→ **GIVEN REQUEST**:
Rescale the material in the stretch from the line containing "Annotation guideline. For every instance of the man, the" through the line containing "[(67, 384)]". Reproduce every line in that stretch, requests included, but multiply each x and y coordinate in the answers by 0.8 and round to whole numbers, with halves rounded up. Give only those lines.

→ **DATA PROVIDED**:

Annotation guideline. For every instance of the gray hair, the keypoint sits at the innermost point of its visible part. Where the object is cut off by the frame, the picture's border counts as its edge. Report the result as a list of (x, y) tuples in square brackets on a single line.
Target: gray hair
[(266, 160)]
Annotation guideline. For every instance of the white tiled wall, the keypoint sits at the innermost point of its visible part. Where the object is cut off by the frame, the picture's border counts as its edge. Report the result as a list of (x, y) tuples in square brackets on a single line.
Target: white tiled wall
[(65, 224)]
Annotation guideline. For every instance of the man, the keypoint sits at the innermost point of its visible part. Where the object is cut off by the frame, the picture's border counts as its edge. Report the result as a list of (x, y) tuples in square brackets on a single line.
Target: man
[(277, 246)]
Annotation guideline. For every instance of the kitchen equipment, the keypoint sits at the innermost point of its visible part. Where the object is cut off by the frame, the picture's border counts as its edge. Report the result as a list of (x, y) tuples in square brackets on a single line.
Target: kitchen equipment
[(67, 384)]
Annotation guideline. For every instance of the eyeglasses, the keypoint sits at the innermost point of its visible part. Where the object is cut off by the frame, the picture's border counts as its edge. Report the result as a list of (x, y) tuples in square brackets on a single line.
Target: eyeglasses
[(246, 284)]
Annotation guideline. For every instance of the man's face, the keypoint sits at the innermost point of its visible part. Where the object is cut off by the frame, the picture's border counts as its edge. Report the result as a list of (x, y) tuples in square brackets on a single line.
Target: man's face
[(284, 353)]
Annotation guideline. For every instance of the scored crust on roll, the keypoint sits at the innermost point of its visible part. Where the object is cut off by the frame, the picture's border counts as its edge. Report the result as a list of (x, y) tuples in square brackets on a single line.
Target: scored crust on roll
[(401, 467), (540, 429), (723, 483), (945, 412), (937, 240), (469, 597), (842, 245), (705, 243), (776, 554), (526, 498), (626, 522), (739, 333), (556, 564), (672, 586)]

→ **WRITTEN RESPONSE**:
Annotation guideline. For every instance of the man, the keypoint sits at the innermost point of its visible part. Where the object is cut off by the frame, the picture's border counts as its edge. Report the result as a list of (x, y) tuples in square brackets on a single line.
Target: man
[(222, 197)]
Annotation guideline. For every instance of the kitchen equipment, the keypoint sits at the innermost point of its visible part. Where the object is cut off by the frame, the picture's border counts as its edge. Report the result as a list of (x, y) tuples in square brackets on a single line.
Target: kitchen equipment
[(54, 307)]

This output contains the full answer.